Task statement. There is one span to output from the data below: the lines starting at the line with "point: blue sky" and ending at the line with "point: new holland". Output it exactly, ends included, nothing more.

== Excerpted records

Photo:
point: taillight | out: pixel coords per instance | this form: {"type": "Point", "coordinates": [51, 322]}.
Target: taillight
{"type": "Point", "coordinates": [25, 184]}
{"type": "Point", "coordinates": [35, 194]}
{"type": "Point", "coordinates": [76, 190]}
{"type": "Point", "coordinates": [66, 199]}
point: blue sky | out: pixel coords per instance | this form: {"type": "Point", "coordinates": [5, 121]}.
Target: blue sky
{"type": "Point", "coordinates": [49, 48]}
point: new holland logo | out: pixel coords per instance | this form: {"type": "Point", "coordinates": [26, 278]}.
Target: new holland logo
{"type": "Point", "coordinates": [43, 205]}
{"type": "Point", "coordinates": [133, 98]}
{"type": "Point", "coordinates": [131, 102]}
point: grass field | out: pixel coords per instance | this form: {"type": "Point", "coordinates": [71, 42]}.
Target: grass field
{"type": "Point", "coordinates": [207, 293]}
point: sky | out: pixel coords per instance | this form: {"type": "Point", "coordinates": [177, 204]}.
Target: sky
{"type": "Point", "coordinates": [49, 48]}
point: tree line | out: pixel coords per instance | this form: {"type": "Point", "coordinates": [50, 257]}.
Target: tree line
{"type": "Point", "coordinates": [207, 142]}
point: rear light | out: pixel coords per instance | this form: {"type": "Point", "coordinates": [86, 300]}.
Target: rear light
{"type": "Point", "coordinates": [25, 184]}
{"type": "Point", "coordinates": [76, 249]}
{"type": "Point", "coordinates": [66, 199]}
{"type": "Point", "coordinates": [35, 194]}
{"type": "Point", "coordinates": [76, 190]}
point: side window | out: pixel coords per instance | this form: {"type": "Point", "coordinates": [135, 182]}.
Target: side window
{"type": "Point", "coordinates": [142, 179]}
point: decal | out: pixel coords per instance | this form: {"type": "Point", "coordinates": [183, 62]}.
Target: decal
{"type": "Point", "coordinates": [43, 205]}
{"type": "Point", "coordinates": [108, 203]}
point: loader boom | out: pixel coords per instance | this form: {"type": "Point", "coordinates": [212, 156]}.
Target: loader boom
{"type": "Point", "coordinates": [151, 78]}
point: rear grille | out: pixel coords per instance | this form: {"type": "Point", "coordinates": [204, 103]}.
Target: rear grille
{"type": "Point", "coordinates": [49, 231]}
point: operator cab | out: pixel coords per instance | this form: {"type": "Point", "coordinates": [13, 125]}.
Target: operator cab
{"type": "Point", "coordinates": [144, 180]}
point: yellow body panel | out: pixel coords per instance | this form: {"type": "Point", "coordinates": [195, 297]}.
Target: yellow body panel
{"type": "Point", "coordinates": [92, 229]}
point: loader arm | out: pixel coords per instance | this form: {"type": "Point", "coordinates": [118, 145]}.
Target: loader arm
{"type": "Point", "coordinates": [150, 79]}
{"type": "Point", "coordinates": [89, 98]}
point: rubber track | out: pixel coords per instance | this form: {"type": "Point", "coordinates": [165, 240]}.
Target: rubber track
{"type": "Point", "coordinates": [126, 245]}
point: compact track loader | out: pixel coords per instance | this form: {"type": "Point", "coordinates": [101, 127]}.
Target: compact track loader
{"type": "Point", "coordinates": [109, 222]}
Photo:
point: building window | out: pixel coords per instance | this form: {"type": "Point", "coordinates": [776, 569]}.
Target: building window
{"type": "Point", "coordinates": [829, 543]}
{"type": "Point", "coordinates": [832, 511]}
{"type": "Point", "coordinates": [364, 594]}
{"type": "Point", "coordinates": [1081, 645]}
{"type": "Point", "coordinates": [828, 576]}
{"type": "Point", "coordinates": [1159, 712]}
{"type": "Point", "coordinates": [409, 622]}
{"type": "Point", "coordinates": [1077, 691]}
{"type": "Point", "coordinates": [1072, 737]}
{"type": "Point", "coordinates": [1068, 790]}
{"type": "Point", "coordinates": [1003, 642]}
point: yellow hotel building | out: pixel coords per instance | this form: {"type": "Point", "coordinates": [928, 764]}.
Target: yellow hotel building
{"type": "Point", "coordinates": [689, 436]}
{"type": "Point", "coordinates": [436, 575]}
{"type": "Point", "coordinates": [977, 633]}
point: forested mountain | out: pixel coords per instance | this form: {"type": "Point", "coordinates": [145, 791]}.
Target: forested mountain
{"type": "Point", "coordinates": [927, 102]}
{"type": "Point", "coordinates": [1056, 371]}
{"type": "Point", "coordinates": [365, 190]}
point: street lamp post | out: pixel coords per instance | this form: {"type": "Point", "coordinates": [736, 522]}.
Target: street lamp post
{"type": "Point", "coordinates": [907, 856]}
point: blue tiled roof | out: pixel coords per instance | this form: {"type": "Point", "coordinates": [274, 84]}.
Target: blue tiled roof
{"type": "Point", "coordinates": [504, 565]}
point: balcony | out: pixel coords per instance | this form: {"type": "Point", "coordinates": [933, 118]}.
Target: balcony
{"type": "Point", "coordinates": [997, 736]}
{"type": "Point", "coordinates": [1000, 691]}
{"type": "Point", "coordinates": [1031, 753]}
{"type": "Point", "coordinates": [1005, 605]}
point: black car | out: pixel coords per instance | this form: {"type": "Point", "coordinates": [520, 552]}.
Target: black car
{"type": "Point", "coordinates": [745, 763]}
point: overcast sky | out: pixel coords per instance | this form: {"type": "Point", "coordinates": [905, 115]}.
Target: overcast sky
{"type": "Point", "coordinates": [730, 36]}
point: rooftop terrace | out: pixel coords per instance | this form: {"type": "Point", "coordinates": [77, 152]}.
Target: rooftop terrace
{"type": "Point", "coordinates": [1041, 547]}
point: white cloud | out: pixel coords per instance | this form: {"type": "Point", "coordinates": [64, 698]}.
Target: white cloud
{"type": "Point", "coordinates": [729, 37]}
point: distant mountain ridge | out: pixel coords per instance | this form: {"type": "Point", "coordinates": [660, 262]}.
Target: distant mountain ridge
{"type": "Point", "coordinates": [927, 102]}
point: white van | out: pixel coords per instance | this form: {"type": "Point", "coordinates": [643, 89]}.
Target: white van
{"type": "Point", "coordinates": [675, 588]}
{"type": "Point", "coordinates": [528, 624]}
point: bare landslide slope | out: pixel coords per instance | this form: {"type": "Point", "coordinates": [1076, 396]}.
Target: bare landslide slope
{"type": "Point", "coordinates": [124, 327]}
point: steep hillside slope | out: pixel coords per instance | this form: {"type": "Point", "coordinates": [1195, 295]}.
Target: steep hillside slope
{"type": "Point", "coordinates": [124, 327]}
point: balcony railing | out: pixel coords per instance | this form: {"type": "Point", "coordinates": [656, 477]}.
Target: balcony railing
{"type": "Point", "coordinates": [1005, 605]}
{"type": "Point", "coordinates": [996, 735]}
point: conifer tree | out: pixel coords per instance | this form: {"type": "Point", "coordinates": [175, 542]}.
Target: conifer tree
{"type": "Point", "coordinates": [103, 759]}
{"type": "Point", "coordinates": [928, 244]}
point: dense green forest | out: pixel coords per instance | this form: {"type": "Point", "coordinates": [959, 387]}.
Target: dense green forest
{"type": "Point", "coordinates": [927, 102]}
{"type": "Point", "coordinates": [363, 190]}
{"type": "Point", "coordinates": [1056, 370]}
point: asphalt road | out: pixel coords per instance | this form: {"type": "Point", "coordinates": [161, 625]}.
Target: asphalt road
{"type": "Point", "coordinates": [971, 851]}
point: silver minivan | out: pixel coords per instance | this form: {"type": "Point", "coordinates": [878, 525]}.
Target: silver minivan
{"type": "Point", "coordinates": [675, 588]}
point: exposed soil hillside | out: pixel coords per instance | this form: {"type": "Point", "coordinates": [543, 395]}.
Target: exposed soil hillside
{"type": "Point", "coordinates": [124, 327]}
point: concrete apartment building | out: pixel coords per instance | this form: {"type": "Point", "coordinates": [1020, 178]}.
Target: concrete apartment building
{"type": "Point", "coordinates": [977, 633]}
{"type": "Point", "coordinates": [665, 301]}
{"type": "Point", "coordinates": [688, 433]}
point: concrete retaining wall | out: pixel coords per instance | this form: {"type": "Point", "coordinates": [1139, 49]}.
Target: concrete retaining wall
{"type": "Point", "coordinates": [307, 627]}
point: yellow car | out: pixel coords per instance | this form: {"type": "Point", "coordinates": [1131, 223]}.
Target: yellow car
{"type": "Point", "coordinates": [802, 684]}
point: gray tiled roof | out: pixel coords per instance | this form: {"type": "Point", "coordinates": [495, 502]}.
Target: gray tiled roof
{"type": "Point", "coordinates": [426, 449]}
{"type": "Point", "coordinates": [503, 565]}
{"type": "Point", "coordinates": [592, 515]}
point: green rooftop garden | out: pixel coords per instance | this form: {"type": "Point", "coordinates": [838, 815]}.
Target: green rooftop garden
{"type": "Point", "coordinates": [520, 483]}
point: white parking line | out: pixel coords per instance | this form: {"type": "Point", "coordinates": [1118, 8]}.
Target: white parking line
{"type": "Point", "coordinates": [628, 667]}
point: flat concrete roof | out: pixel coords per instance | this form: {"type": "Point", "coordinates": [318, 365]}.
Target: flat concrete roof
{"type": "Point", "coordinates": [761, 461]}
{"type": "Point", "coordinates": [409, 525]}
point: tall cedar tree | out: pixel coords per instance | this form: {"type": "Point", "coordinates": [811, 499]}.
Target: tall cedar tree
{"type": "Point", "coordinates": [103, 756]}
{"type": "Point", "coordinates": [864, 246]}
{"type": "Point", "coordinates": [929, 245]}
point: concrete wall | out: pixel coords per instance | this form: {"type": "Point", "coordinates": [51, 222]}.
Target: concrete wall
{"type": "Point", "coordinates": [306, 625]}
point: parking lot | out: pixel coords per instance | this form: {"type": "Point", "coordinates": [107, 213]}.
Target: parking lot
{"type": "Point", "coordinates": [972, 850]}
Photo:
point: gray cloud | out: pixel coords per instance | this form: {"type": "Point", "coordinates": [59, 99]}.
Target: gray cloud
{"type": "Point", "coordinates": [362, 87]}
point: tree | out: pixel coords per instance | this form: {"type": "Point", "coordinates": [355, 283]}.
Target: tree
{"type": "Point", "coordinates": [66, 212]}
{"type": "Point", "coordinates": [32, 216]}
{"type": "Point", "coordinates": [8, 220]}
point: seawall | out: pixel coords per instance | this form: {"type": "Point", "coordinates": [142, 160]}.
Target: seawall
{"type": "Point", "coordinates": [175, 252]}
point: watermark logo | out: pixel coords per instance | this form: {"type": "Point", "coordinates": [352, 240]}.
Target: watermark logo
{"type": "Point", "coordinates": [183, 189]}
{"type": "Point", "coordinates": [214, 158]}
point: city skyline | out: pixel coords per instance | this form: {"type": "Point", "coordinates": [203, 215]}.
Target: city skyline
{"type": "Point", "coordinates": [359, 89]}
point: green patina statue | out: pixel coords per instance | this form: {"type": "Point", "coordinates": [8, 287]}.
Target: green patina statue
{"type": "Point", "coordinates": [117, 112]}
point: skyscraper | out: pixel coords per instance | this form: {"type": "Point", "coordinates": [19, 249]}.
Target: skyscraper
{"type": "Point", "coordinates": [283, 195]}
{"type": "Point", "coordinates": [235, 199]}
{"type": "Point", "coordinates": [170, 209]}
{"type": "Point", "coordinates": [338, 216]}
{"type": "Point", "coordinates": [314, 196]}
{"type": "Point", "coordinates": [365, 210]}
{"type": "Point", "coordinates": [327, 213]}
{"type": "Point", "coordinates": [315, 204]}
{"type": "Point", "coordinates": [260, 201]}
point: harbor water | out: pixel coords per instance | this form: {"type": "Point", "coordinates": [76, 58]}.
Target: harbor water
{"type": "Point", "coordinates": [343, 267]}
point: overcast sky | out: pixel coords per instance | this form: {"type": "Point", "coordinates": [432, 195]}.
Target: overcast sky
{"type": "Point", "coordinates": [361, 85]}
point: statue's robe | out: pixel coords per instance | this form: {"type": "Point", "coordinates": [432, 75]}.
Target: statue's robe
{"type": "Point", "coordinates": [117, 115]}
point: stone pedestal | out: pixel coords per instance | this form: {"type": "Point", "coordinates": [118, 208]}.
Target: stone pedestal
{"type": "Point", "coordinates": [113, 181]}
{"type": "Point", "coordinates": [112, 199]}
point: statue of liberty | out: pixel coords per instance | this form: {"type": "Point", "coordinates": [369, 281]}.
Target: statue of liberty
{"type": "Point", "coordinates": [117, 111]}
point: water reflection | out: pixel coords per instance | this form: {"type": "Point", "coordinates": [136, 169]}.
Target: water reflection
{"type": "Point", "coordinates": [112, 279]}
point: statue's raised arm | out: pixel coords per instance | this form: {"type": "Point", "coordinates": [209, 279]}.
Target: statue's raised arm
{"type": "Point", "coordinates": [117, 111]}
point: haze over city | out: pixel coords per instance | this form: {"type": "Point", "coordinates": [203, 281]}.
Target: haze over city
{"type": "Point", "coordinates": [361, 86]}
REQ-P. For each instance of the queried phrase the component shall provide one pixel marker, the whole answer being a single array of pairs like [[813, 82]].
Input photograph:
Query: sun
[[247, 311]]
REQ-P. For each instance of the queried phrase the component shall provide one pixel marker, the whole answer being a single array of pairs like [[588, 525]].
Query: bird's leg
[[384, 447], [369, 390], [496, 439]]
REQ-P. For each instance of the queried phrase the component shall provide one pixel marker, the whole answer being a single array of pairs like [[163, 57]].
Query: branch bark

====

Solution to this problem.
point: blue sky | out: pixel coords per instance | this form: {"type": "Point", "coordinates": [5, 121]}.
Target: blue sky
{"type": "Point", "coordinates": [49, 48]}
point: new holland logo | out: pixel coords per instance | this form: {"type": "Point", "coordinates": [26, 278]}.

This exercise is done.